▶ **EXERCISE TASK**
Can you repeat every one of the lines below word for word, changing nothing?

*-*-*

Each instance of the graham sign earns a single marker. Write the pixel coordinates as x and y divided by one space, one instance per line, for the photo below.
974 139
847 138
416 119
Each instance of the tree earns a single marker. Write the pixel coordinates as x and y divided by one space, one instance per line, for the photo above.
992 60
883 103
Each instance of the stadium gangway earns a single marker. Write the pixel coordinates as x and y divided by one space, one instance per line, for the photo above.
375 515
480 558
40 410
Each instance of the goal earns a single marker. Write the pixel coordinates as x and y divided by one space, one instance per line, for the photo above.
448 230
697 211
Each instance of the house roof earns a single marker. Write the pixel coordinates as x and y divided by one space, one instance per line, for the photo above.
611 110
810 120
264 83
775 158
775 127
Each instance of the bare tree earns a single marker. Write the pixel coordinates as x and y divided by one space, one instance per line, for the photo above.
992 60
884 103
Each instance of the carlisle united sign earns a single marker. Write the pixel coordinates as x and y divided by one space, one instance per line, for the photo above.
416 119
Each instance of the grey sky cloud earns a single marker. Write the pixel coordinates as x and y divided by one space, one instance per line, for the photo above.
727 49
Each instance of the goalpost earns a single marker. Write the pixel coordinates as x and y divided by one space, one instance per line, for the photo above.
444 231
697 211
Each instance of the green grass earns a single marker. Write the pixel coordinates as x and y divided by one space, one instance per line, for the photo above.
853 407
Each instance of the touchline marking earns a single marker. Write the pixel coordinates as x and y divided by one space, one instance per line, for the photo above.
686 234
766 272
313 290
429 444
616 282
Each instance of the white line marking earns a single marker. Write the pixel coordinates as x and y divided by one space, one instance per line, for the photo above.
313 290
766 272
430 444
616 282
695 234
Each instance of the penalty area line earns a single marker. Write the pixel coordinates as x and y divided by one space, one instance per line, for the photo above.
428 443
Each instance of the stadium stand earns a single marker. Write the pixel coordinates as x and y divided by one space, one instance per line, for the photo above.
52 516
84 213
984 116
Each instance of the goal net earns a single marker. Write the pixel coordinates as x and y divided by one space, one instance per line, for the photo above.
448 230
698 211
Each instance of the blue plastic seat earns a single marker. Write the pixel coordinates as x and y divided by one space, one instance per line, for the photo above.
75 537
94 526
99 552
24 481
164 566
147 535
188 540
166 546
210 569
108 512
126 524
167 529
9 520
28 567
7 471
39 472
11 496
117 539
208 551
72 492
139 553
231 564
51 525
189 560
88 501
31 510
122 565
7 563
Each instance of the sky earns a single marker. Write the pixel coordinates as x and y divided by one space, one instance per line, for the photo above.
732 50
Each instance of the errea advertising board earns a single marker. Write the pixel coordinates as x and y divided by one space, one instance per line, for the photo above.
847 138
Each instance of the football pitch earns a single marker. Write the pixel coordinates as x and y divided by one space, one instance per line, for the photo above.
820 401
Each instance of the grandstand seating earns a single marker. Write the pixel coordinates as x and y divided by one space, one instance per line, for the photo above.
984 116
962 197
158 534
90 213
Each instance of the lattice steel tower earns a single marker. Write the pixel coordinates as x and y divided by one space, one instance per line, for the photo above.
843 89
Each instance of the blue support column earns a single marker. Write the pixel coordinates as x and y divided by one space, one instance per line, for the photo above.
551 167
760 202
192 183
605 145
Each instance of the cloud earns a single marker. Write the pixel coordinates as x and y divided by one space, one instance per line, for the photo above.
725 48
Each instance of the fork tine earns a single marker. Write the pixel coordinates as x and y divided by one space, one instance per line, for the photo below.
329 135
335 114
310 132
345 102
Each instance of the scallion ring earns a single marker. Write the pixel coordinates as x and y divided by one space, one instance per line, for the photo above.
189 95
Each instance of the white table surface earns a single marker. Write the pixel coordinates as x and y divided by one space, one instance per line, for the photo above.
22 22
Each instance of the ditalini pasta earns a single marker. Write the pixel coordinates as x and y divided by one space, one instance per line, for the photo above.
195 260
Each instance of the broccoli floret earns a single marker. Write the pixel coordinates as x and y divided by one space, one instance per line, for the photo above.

*-*-*

▶ **RESULT FOR THIS EXERCISE**
Each instance of the graham sign earns a single marker. Write the pixel coordinates as x and y divided by one space, one instance per line, for the photo below.
974 139
847 138
416 119
Each instance of the tree earns a single marker. Write the pixel coordinates as x and y divided by one space, one instance per line, for the photo above.
992 60
883 103
Each instance of the stadium gangway earns a single marker. Write the pixel coordinates as x and y divided by one space, one instance per line, for the photo above.
375 515
480 558
40 410
Each instance of the goal earns a single marker. Write the pixel coordinates as x and y divided by one space, one instance per line, for the photo above.
448 230
697 211
Each instance of the house roof earns a single marker. Write the pixel coordinates as x and y divided by one space, one instance per line, for the photo above.
611 110
810 120
264 83
775 158
775 127
Each instance of the bare tree earns a single marker. Write the pixel coordinates as x and y divided by one space, one instance per line, for the photo above.
992 60
884 103
Each instance of the carlisle united sign earns a single marker. Write the pixel coordinates as x and y divided by one space, one instance per line, for the photo above.
416 119
Each instance of the grey sky cloud earns a single marker. Write the pixel coordinates as x and y divided by one space, one instance per line, for the photo above.
727 49
Each instance of the goalpost earns a single marker. Write the pixel coordinates as x and y divided by one space, one instance per line, for the photo above.
444 231
697 211
Each instance of the green grass earns a single marker. Write the pixel coordinates as x and y divided by one space, one instance per line, for the photo above.
853 407
Each instance of the touchline marking earns a single marker. Write the pixel coordinates as x and y divided by one space, one instance per line, for the photo above.
686 234
766 272
313 290
429 444
616 282
Each instance of the white line marking earns a single marker. Write the pixel coordinates as x and y divided by one space, one instance per line, for the photo above.
313 290
766 272
430 444
616 282
695 234
Each instance of the penalty area line earns a single marker. Write the pixel coordinates as x and y divided by one space, one instance per line, for the photo above.
428 443
Each instance of the stadium stand earns a single marker. Write the pixel coordinates as x and y divided by one space, one instance per line, for the photo above.
52 516
84 213
984 116
Each instance of the goal net earns a single marker. Write the pixel coordinates as x and y divided by one space, one instance per line, for the photo above.
448 230
698 211
Each instance of the blue plastic seat earns a single marker. Write the pixel coordinates as x and y divided by one space, one instance per line, for the photo above.
75 537
94 526
99 552
24 481
164 566
147 535
188 540
166 546
210 569
108 512
126 524
167 529
9 520
28 567
7 471
39 472
11 496
117 539
208 551
72 492
139 553
231 564
51 525
189 560
88 501
31 510
122 565
7 563
Each instance of the sky earns a single marker. Write the pixel coordinates as x and y divided by one space, one instance per line, for the photo above.
732 50
Each instance of the errea advertising board earns a single marker. Write the pixel coordinates as x and y divided by one space, one instance per line, for the photo above.
847 138
Each instance of the football pitch earns a single marker. Write the pixel coordinates as x and y divided by one space, one instance per line, for the photo above.
820 401
Each instance of the grandstand seating earns a single marker. Write the pixel coordinates as x and y divided by one space, one instance per line, for the photo above.
984 116
962 197
158 534
90 213
Each instance of the lattice steel tower earns a single marker. Write the pixel coordinates as x and y divided by one space, one instance per line, for the photo above.
843 89
Each instance of the blue support column earns a single marker. Write the pixel coordinates as x and y divided by one space, one instance per line, for the photo above.
551 167
760 202
192 183
605 145
Each instance of the cloud earns a single marker. Write the pixel coordinates as x and y divided by one space, one instance per line, for the photo above.
725 48
Each instance of the fork tine earns a single marker. Write the pixel coordinates as x and y divided by one space, one instance per line, for the photo below.
329 135
335 114
310 132
345 102
Each instance of the scallion ring earns a single marker. Write the pixel coordinates as x and y divided by one space, one instance per line, for the photo above.
189 95
Each instance of the white table surface earns a single marker. Write the pixel coordinates as x and y divided by one space, one instance per line, for the photo above.
22 22
Each instance of the ditalini pasta earns a single marker. Write the pixel coordinates as x and y divided by one space, one instance per line, for the photo above.
195 260
Each instance of the broccoli floret earns a single marker. Write the pixel coordinates as x and y divided by one space, one instance per line, for the photo above.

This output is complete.